● **STATED GOAL**:
Please rewrite the lines below, putting "matching object" wherever "matching instance" appears and leaving everything else untouched.

+ + + + +

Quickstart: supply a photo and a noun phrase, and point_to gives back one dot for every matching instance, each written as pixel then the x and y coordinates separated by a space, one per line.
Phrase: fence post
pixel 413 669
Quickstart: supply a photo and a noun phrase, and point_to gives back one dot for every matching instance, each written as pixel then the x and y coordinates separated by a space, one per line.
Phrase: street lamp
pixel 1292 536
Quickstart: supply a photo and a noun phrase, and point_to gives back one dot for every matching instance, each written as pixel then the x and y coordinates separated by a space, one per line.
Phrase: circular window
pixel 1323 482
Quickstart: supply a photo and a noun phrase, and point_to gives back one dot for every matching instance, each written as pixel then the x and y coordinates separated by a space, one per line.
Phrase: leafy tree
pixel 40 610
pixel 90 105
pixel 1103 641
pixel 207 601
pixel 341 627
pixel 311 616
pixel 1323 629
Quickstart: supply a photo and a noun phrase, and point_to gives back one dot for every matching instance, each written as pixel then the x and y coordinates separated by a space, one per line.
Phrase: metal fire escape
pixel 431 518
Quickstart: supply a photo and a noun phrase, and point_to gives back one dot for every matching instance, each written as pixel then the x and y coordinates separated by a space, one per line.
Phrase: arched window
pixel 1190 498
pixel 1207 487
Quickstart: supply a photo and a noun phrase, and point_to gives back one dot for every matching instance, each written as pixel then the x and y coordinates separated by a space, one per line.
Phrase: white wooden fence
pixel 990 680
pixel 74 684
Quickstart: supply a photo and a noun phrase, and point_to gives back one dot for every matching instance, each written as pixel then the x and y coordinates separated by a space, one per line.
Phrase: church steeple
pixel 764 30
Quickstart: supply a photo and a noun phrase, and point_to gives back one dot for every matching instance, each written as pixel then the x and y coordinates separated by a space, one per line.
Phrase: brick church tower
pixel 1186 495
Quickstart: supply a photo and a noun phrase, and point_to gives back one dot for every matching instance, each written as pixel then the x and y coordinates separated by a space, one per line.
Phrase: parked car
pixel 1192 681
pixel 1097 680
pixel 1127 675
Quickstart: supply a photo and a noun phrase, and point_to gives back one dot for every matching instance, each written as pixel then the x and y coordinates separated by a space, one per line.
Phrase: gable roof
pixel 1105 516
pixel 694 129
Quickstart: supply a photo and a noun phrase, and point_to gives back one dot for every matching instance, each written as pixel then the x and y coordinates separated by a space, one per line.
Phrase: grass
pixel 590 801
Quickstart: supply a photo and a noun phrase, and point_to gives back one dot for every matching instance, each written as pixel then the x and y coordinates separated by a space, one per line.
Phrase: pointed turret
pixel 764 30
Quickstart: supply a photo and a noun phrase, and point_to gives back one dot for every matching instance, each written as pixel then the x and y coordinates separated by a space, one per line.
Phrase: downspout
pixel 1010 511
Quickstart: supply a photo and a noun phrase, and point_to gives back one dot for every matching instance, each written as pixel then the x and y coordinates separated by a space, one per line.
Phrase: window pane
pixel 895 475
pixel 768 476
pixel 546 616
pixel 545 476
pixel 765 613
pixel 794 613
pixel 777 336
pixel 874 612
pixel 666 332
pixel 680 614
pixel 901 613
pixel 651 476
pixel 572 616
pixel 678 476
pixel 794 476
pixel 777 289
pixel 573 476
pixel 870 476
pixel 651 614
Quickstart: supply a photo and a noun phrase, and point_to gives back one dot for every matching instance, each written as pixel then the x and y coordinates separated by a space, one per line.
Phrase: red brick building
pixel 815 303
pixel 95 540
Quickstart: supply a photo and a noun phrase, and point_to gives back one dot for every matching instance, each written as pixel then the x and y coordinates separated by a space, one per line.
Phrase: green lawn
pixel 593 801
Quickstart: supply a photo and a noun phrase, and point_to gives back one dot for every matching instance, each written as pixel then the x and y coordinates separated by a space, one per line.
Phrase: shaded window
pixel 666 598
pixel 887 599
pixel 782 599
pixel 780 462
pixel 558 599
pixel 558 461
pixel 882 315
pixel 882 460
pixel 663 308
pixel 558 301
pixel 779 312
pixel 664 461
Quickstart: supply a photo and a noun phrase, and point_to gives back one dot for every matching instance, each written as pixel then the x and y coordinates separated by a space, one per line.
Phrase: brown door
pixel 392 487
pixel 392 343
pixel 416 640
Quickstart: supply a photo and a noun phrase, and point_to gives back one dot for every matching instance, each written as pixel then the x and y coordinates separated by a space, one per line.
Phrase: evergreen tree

+ + + + +

● **FINISHED EXERCISE**:
Quickstart: supply a photo and a noun phrase, and point_to gives back one dot for every matching object, each written as pixel then the x and y coordinates separated by a space, one per line.
Phrase: fence post
pixel 413 669
Quickstart: supply a photo and a noun phrase, and point_to gives back one dot for every matching object, each written as pixel then the x and y coordinates separated by a space, one per line.
Phrase: street lamp
pixel 1292 536
Quickstart: supply a photo and a noun phrase, and point_to gives back one dot for every matching object, each written as pixel then the x and y coordinates separated by a space, one per line.
Phrase: circular window
pixel 1323 482
Quickstart: supply a photo and a noun phrase, and point_to gives back one dot for every matching object, each written as pixel then the x and y coordinates separated by a space, one per line.
Phrase: leafy tree
pixel 40 610
pixel 90 105
pixel 1103 641
pixel 207 601
pixel 341 627
pixel 311 616
pixel 1323 629
Quickstart: supply a photo and a noun phrase, and point_to gives back one dot for every matching object, each written as pixel then the x and y coordinates separated by a space, one per line.
Phrase: metal fire escape
pixel 431 518
Quickstart: supply a photo and a noun phrase, and point_to gives back one dot for every matching object, each written as pixel then the x and y coordinates separated by a space, one per line.
Phrase: arched window
pixel 1190 498
pixel 1207 487
Quickstart: supply a photo and a noun phrase, and point_to gives back one dot for every matching object, each written as pixel then the x and y coordinates separated by a space, one per line.
Phrase: white wooden fence
pixel 990 680
pixel 74 684
Quickstart: supply a photo and a noun phrase, and point_to gives back one dot for every matching object, each written as pixel then the x and y coordinates separated by a space, one per line.
Phrase: church steeple
pixel 764 30
Quickstart: supply a photo and a noun phrase, and point_to gives back one dot for every matching object, each written as pixel then the x and y coordinates separated by a space, one per line.
Phrase: brick church tower
pixel 1186 495
Quickstart: supply a photo and a noun phrase, and point_to gives back one dot for every matching object, each written as pixel then the x and y coordinates separated by a space, one per line.
Phrase: parked car
pixel 1192 681
pixel 1097 680
pixel 1127 675
Quickstart: supply a photo and a noun phrase, and point_to gives back one dot for every matching object, each written as pixel then the x and y coordinates separated by a space, one per line.
Phrase: gable roof
pixel 1105 516
pixel 694 129
Quickstart: supply a photo and a noun phrase, and point_to gives back one dot for every matching object, each written as pixel then the x and y coordinates separated by a space, one per line.
Phrase: grass
pixel 590 801
Quickstart: supply a photo and a noun phrase, and point_to gives back one dot for every matching object, each written as pixel then the x and y coordinates separated by a space, one per line.
Phrase: pointed turret
pixel 764 30
Quickstart: supply a photo and a noun phrase, and point_to gives back one dot for every matching object, each written as pixel then the x and y coordinates separated by a space, one per line.
Phrase: downspout
pixel 1010 511
Quickstart: supply a photo and a noun phrase, and point_to gives back one dot for every matching object, each written as pixel then the x and y coordinates separated by a space, one per line.
Phrase: window pane
pixel 895 475
pixel 768 476
pixel 546 616
pixel 545 476
pixel 765 613
pixel 794 613
pixel 777 336
pixel 874 612
pixel 666 332
pixel 680 614
pixel 901 613
pixel 651 476
pixel 572 616
pixel 678 476
pixel 794 476
pixel 777 289
pixel 573 476
pixel 870 476
pixel 651 614
Quickstart: supply a photo and a noun phrase, and point_to gives back one dot for every matching object, each written as pixel then the x and y coordinates separated by a space, one per line.
Phrase: red brick building
pixel 815 303
pixel 95 540
Quickstart: supply a photo and a noun phrase, and point_to gives back one dot for every matching object, each written as pixel then the x and y coordinates separated by a space, one per line.
Phrase: green lawn
pixel 593 801
Quickstart: supply a photo and a noun phrase, and point_to gives back one dot for every matching object, each written as pixel then the x and y coordinates separated by a space, one per line.
Phrase: shaded window
pixel 666 598
pixel 887 599
pixel 782 599
pixel 780 462
pixel 558 599
pixel 558 461
pixel 882 315
pixel 882 460
pixel 663 308
pixel 558 301
pixel 779 312
pixel 664 461
Quickstart: supply a photo and a noun phrase, and point_to gives back one dot for every matching object, each written as pixel then the x and y coordinates separated by a space, one per line.
Phrase: brown door
pixel 392 487
pixel 392 343
pixel 416 640
Quickstart: supply a photo and a noun phrase, and point_to gives back one dot for every matching object, each written as pixel then the x and y coordinates separated by a space, one per line.
Phrase: evergreen tree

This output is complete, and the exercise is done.